▸ **Task description**:
Rewrite every line from the line containing "task: give the outline of each instance of the <item>curly" through the last line, and only those, with none left out, adding 148 to each coordinate in the outlines.
>> Begin
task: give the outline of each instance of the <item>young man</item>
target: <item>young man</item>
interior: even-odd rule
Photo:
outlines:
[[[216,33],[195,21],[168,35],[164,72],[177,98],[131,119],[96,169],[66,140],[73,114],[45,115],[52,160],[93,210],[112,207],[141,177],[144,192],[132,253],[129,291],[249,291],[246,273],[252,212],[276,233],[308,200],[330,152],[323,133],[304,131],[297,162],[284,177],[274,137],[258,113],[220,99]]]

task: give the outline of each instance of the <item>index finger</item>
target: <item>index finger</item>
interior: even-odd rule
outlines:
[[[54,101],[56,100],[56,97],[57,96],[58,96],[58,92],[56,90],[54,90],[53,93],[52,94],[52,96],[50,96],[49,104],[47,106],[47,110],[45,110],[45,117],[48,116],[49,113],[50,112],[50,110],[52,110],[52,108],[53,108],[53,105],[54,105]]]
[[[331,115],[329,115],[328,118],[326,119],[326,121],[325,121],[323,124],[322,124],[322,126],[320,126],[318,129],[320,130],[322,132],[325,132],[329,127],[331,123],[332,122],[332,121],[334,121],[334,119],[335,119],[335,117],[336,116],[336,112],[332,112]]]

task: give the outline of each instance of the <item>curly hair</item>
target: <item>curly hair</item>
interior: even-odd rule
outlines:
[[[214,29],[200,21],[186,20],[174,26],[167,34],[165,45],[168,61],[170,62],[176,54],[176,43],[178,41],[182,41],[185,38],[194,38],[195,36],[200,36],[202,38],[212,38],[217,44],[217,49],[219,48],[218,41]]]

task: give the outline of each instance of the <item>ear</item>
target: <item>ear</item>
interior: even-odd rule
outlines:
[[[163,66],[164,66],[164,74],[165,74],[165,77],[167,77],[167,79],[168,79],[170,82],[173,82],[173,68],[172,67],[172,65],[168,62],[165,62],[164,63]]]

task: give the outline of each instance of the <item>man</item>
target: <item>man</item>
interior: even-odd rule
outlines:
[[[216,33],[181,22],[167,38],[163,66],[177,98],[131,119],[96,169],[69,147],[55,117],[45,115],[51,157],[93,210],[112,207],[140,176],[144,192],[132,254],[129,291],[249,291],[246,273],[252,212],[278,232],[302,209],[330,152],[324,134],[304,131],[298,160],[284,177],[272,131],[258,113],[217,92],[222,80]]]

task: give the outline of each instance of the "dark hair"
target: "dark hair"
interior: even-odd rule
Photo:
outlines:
>> End
▸ **Answer to the exercise**:
task: give the outline of each instance of the <item>curly hair</item>
target: <item>curly hair</item>
interior: even-odd rule
outlines:
[[[362,177],[348,169],[334,168],[322,174],[315,182],[313,193],[316,209],[318,210],[324,202],[324,191],[326,189],[330,189],[333,186],[342,186],[343,184],[348,184],[350,186],[360,186],[365,192],[365,197],[367,196],[366,189]]]

task: give the outline of each instance of the <item>ear</item>
target: <item>ear</item>
interior: even-odd rule
outlines:
[[[311,214],[312,214],[312,222],[313,222],[313,225],[315,225],[315,227],[316,227],[318,230],[321,230],[321,216],[320,215],[320,213],[316,210],[313,210],[312,211]]]

task: give the outline of each instance of the <item>man</item>
target: <item>man</item>
interior: even-odd rule
outlines:
[[[364,181],[329,170],[315,186],[311,214],[325,246],[279,267],[244,317],[217,295],[203,265],[193,263],[199,305],[241,358],[260,355],[288,324],[292,340],[280,402],[277,439],[397,439],[394,421],[400,360],[426,380],[450,357],[478,300],[472,282],[452,279],[446,308],[432,325],[420,279],[406,261],[365,240],[370,228]]]

task: give the outline of each instance of the "dark hair"
target: "dark hair"
interior: even-odd rule
Photo:
outlines:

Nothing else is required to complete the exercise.